##### Provided entries #####
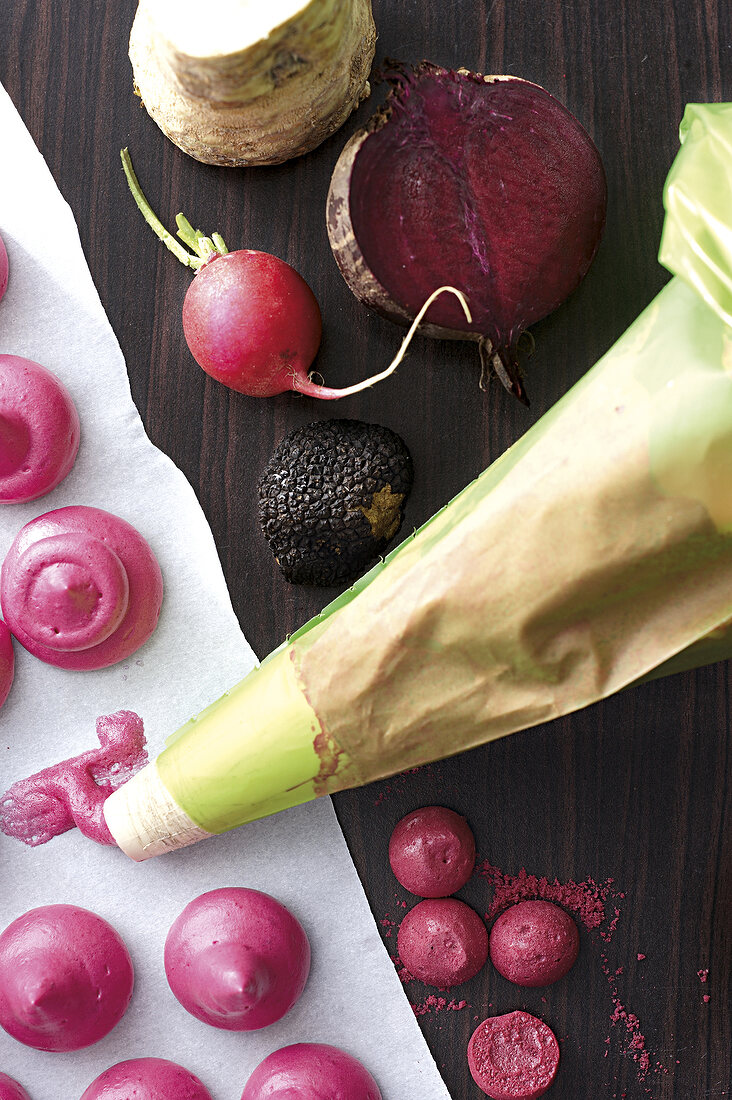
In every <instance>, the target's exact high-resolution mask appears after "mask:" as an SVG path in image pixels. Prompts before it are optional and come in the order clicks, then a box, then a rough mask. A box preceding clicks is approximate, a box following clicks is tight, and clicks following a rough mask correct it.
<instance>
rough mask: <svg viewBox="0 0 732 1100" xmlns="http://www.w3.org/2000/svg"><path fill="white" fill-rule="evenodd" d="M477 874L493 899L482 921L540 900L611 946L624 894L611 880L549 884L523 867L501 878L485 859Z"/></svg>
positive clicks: (476, 872) (503, 875)
mask: <svg viewBox="0 0 732 1100" xmlns="http://www.w3.org/2000/svg"><path fill="white" fill-rule="evenodd" d="M476 873H477V875H480V876H481V878H484V879H488V880H489V882H490V883H491V886H492V887H493V900H492V902H491V906H490V909H489V911H488V913H487V914H485V920H487V921H489V922H490V921H492V920H493V917H495V916H498V915H499V913H502V912H503V910H504V909H507V908H509V906H510V905H515V904H516V902H520V901H527V900H529V899H543V900H544V901H553V902H556V903H557V904H559V905H562V906H564V908H565V909H567V910H569V912H570V913H576V914H577V916H578V917H579V919H580V921H581V922H582V924H583V925H584V927H586V928H589V930H590V931H594V930H598V933H599V935H600V936H601V937H602V938H603V939H604V941H605V942H607V943H610V941H611V939H612V937H613V934H614V932H615V928H616V927H618V922H619V921H620V909H619V908H618V905H616V904H615V902H618V901H622V899H623V898H624V897H625V894H624V893H620V892H618V891H615V890H613V880H612V879H607V880H605V881H604V882H602V883H599V882H596V881H594V879H587V880H586V881H584V882H572V881H569V882H559V881H558V879H554V881H553V882H550V881H549V880H548V879H547V878H546V877H545V876H542V877H538V876H536V875H528V873H527V872H526V871H525V870H524V868H523V867H522V869H521V870H520V872H518V875H504V872H503V871H502V870H500V869H499V868H498V867H493V865H492V864H490V862H489V861H488V860H483V861H482V862H481V864H479V865H478V867H477V868H476ZM609 903H613V908H612V914H613V915H612V917H611V919H610V920H608V906H609ZM603 925H607V926H605V927H603Z"/></svg>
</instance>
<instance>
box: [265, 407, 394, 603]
mask: <svg viewBox="0 0 732 1100" xmlns="http://www.w3.org/2000/svg"><path fill="white" fill-rule="evenodd" d="M412 480H413V470H412V458H411V455H409V452H408V450H407V448H406V444H405V443H404V441H403V440H402V439H401V438H400V437H398V436H397V434H396V433H395V432H393V431H391V430H390V429H389V428H382V427H381V426H379V425H373V423H363V422H362V421H360V420H326V421H324V422H321V423H317V422H316V423H309V425H306V426H305V427H303V428H297V429H295V431H292V432H291V433H289V434H288V436H286V437H285V438H284V439H283V441H282V442H281V443H280V445H278V447H277V449H276V450H275V452H274V454H273V455H272V458H271V460H270V462H269V464H267V466H266V469H265V470H264V473H263V474H262V476H261V478H260V483H259V517H260V524H261V525H262V531H263V533H264V537H265V539H266V540H267V542H269V543H270V549H271V550H272V552H273V554H274V557H275V559H276V561H277V564H278V565H280V569H281V570H282V572H283V574H284V576H285V579H286V580H287V581H289V582H291V583H292V584H313V585H321V586H325V585H331V584H340V583H342V582H345V581H353V580H356V577H357V576H359V575H360V574H361V573H362V572H363V571H364V570H365V568H367V566H368V565H369V564H371V562H372V561H373V560H374V559H375V558H376V557H378V555H379V554H380V553H381V552H382V551H383V550H384V549H385V547H386V544H387V543H389V542H390V541H391V539H393V538H394V536H395V535H396V532H397V530H398V529H400V526H401V524H402V508H403V505H404V502H405V499H406V497H407V495H408V493H409V489H411V488H412Z"/></svg>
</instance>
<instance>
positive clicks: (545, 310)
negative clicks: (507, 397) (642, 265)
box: [328, 62, 607, 399]
mask: <svg viewBox="0 0 732 1100" xmlns="http://www.w3.org/2000/svg"><path fill="white" fill-rule="evenodd" d="M389 80H390V83H391V85H392V90H391V92H390V96H389V99H387V100H386V103H385V106H384V107H383V108H382V109H381V111H379V112H378V113H376V116H374V118H373V119H372V120H371V122H370V123H369V124H368V127H367V128H365V129H364V130H362V131H360V132H359V133H358V134H356V135H354V136H353V138H352V139H351V141H350V142H349V144H348V145H347V146H346V149H345V150H343V152H342V153H341V156H340V158H339V161H338V164H337V165H336V169H335V172H334V176H332V180H331V185H330V193H329V196H328V232H329V237H330V243H331V248H332V250H334V253H335V256H336V260H337V261H338V264H339V267H340V270H341V273H342V274H343V277H345V278H346V282H347V283H348V285H349V287H350V288H351V290H352V292H353V293H354V294H356V296H357V297H358V298H360V299H361V300H362V301H364V303H365V304H367V305H370V306H373V307H374V308H376V309H378V310H379V311H380V312H382V313H385V315H386V316H387V317H390V318H392V319H393V320H400V321H408V320H409V319H411V318H413V317H414V315H415V312H416V311H417V309H418V308H419V306H420V305H422V304H423V303H424V301H425V299H426V298H427V297H428V295H429V294H430V293H431V292H433V290H434V289H435V287H437V286H441V285H444V284H449V285H451V286H455V287H457V288H458V289H460V290H462V293H463V294H465V296H466V298H467V299H468V304H469V306H470V310H471V313H472V321H471V323H468V322H467V321H466V318H465V316H463V315H462V312H461V310H460V307H459V305H458V303H457V301H455V300H454V299H451V298H449V297H448V296H444V297H441V298H440V299H439V300H437V301H436V303H435V304H434V305H433V306H431V307H430V309H429V311H428V313H427V317H426V320H427V322H429V323H428V326H427V327H426V328H423V329H422V331H423V332H425V333H426V334H428V335H436V337H443V338H444V337H449V338H454V339H466V340H476V341H478V342H479V344H480V346H481V359H482V360H483V366H484V368H485V367H487V368H488V370H489V371H493V372H495V373H496V374H499V376H500V377H501V381H502V382H503V384H504V385H505V386H506V388H509V389H511V390H512V392H513V393H514V394H515V395H516V396H517V397H520V398H521V399H525V395H524V392H523V385H522V382H521V379H520V376H518V373H517V360H516V345H517V342H518V339H520V337H521V334H522V332H523V331H524V330H525V329H526V328H527V326H529V324H532V323H533V322H535V321H538V320H540V319H542V318H543V317H546V316H547V315H548V313H550V312H551V311H553V310H554V309H556V308H557V306H559V305H560V304H561V303H562V301H564V300H565V298H567V297H568V295H569V294H571V292H572V290H573V289H575V288H576V287H577V286H578V284H579V283H580V281H581V279H582V277H583V275H584V274H586V272H587V270H588V267H589V266H590V263H591V261H592V259H593V256H594V253H596V251H597V249H598V245H599V243H600V238H601V235H602V229H603V226H604V217H605V206H607V185H605V177H604V172H603V167H602V162H601V160H600V155H599V153H598V151H597V149H596V146H594V145H593V143H592V141H591V139H590V138H589V135H588V134H587V132H586V131H584V130H583V128H582V127H581V125H580V123H579V122H578V121H577V119H576V118H575V117H573V116H572V114H571V113H570V112H569V111H568V110H567V109H566V108H565V107H564V106H562V105H561V103H560V102H558V100H556V99H555V98H554V97H553V96H550V95H549V94H548V92H547V91H545V90H544V89H543V88H540V87H539V86H538V85H535V84H531V83H529V81H527V80H522V79H518V78H514V77H483V76H481V75H479V74H473V73H467V72H466V70H462V69H461V70H459V72H449V70H447V69H444V68H439V67H437V66H435V65H431V64H429V63H427V62H424V63H423V64H422V65H419V66H418V67H417V68H416V69H414V70H412V69H409V70H406V69H403V68H401V67H398V66H396V67H395V68H394V70H393V72H392V73H391V74H390V76H389ZM430 326H431V328H430Z"/></svg>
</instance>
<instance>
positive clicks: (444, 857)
mask: <svg viewBox="0 0 732 1100" xmlns="http://www.w3.org/2000/svg"><path fill="white" fill-rule="evenodd" d="M389 861H390V864H391V867H392V870H393V872H394V875H395V876H396V878H397V879H398V881H400V882H401V883H402V886H403V887H404V888H405V889H406V890H409V891H411V892H412V893H415V894H418V895H419V897H420V898H447V897H448V895H449V894H452V893H455V892H456V890H460V888H461V887H463V886H465V884H466V882H467V881H468V879H469V878H470V876H471V875H472V871H473V867H474V866H476V839H474V837H473V835H472V832H471V829H470V826H469V825H468V823H467V821H466V820H465V817H461V816H460V815H459V814H456V813H455V811H452V810H447V809H446V807H445V806H424V807H423V809H422V810H414V811H413V812H412V813H411V814H407V815H406V817H403V818H402V820H401V821H400V822H398V823H397V825H396V826H395V828H394V832H393V833H392V836H391V839H390V842H389Z"/></svg>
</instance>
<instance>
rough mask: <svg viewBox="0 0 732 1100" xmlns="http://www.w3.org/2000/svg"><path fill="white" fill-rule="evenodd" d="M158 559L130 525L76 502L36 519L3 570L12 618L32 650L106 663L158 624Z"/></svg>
mask: <svg viewBox="0 0 732 1100" xmlns="http://www.w3.org/2000/svg"><path fill="white" fill-rule="evenodd" d="M162 599H163V577H162V575H161V571H160V565H159V564H157V561H156V559H155V555H154V554H153V552H152V550H151V549H150V547H149V546H148V543H146V541H145V540H144V539H143V537H142V535H140V532H139V531H138V530H135V528H134V527H132V526H131V524H128V522H127V521H125V520H124V519H120V518H119V516H113V515H112V514H111V513H109V511H103V510H102V509H101V508H88V507H85V506H83V505H75V506H73V507H69V508H57V509H56V510H55V511H46V513H45V515H43V516H39V517H37V518H36V519H32V520H31V522H30V524H26V525H25V527H23V528H22V529H21V530H20V532H19V535H18V536H17V538H15V541H14V542H13V544H12V546H11V548H10V550H9V551H8V557H7V558H6V560H4V562H3V564H2V574H1V575H0V601H1V602H2V613H3V615H4V618H6V621H7V624H8V626H9V627H10V629H11V630H12V632H13V634H14V636H15V638H18V640H19V641H20V643H21V646H24V647H25V649H28V650H29V652H31V653H33V654H34V656H35V657H37V658H40V659H41V660H42V661H45V662H46V663H47V664H55V665H56V667H57V668H61V669H103V668H106V667H107V665H109V664H116V663H117V661H122V660H124V658H125V657H129V656H130V654H131V653H134V651H135V650H136V649H139V648H140V646H142V645H143V643H144V642H145V641H146V640H148V638H150V636H151V634H152V632H153V630H154V629H155V626H156V625H157V617H159V615H160V608H161V603H162Z"/></svg>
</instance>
#####
* [Work task]: Reproduce the listing verbatim, beginning with its first line and ending after the line that contains "positive clicks: (476, 872) (503, 875)". Omit the picture from your reply.

* [Task output]:
In every <instance>, the target's exact high-resolution mask appears after "mask:" as an SVG path in image pixels. Prompts before it are optional and come in the order clicks, then a box, then a rough mask. A box preceding clicks is approximate, a box following clicks is tight, and clicks following a rough mask correct it.
<instance>
rough mask: <svg viewBox="0 0 732 1100" xmlns="http://www.w3.org/2000/svg"><path fill="white" fill-rule="evenodd" d="M477 874L493 899L482 921L540 900L611 946L624 894L611 880L549 884L523 867L501 878L485 859Z"/></svg>
positive clicks: (476, 872) (503, 875)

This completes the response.